> **Exercícios para fazer**:
• a. Responda com base no texto sobre o CREST-2:
(i) Quantos centros e quantos países foram incluídos?
(ii) Por que o SPACE-2 foi interrompido antes do previsto?
(iii) Dos 220 centros especializados em CAS, quantos eram compostos por cirurgiões vasculares?
• b. Atualize o texto sobre o CREST-2 começando em "Para isso, decidiram, para" e terminando em "foi interrompido prematuramente.", com "multicêntricos" trocado por "internacionais".
• c. Diga se cada afirmação está de acordo com o texto sobre o CREST-2:
(i) Os investigadores viam o stent e a endarterectomia como técnicas que se complementam.
(ii) O CREST-2 foi feito como um único estudo com três braços.
(iii) A maioria dos centros especializados em CAS era composta por cirurgiões vasculares.

> **Trecho do texto**:
---------------
Os novos dados do CREST-2 reacenderam discussões importantes sobre o manejo da carótida assintomática. E, diante das reflexões que o estudo trouxe, Dr. Marcia Morales compartilha sua opinião sobre alguns pontos que considera essenciais — especialmente sobre a importância da indicação individualizada, da influência da anatomia e do papel do tratamento clínico moderno

“To ensure patient safety and give stenting the best possible chance of demonstrating net benefits in stroke prevention, CREST‐2 adopted a rigorous procedure for evaluating, monitoring, and approving operators to enroll in the trial.”  Meschia et al.

 Os investigadores do CREST-2 partiram do princípio de que as técnicas stent (CAS) e endarterectomia (CEA) são complementares e não competitivas e excludentes.  Utilizaram-se dos aprendizados com o CREST e com o SPACE-2 para desenhar um estudo que garantisse ao paciente as melhores oportunidades de bons resultados. 

Para isso, decidiram, para estudar o papel do tratamento clínico nas estenoses carotídeas assintomáticas >70%, realizar dois estudos multicêntricos paralelos: 1) BMT VERSUS CAS+BMT; 2) BMT VERSUS CEA + BMT

Essa tomada de decisão considerou o desempenho ruim do SPACE-2 que, ao fazer três “braços” de estudo (BMTXCASXCEA), não conseguiu incluir os casos que necessitava e foi interrompido prematuramente. 

A inclusão de 155 centros e cinco países primou por eleger centros ultra-especializados em CAS. Chama a atenção o fato de que entre os 220 centros especializados em CAS, somente 29 (13%) eram compostos por cirurgiões vasculares.
---------------
> **Entradas mostradas**:
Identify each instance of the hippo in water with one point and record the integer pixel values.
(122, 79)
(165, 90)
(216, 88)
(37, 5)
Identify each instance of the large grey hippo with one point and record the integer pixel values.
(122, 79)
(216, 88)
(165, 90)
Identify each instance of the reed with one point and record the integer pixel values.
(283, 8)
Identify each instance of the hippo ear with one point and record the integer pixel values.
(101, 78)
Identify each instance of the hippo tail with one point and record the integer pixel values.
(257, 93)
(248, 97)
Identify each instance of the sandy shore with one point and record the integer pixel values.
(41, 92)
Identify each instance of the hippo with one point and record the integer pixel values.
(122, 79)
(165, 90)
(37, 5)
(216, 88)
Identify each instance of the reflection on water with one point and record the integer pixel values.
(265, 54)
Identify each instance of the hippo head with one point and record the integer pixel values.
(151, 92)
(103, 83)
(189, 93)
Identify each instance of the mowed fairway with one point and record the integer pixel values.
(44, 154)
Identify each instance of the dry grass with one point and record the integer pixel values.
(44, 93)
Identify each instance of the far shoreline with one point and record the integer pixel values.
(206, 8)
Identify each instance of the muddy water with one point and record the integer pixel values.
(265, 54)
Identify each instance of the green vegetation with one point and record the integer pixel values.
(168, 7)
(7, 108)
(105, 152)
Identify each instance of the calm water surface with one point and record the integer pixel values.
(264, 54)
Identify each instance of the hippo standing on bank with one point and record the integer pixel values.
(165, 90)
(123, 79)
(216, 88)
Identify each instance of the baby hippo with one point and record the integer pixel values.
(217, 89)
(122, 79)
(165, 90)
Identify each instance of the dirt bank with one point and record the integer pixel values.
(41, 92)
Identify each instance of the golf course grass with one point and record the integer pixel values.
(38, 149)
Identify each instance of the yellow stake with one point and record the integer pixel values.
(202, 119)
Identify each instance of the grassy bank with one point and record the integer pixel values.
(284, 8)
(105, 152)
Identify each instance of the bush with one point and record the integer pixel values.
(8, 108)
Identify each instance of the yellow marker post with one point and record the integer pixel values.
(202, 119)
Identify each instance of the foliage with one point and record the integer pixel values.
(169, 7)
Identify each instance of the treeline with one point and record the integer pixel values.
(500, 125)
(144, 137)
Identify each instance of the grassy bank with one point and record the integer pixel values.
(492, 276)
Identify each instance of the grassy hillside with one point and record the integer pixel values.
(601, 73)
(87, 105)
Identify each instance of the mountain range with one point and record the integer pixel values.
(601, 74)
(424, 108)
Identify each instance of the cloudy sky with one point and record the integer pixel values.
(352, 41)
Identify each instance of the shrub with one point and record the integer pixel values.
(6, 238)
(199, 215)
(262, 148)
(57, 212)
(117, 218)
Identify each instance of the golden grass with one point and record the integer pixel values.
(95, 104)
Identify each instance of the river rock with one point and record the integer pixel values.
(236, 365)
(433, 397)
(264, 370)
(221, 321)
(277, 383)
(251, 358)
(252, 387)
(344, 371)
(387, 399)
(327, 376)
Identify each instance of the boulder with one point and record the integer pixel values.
---------------
> **Resultados por tarefa**:
• a.
(i) 155 centros e cinco países.
(ii) Porque não conseguiu incluir os casos de que precisava.
(iii) 29, ou seja, 13%.

• b.
Para isso, decidiram, para estudar o papel do tratamento clínico nas estenoses carotídeas assintomáticas >70%, realizar dois estudos internacionais paralelos: 1) BMT VERSUS CAS+BMT; 2) BMT VERSUS CEA + BMT

Essa tomada de decisão considerou o desempenho ruim do SPACE-2 que, ao fazer três “braços” de estudo (BMTXCASXCEA), não conseguiu incluir os casos que necessitava e foi interrompido prematuramente.

• c.
(i) Sim: "as técnicas stent (CAS) e endarterectomia (CEA) são complementares e não competitivas e excludentes".
(ii) Não: "realizar dois estudos multicêntricos paralelos".
(iii) Não: "somente 29 (13%) eram compostos por cirurgiões vasculares".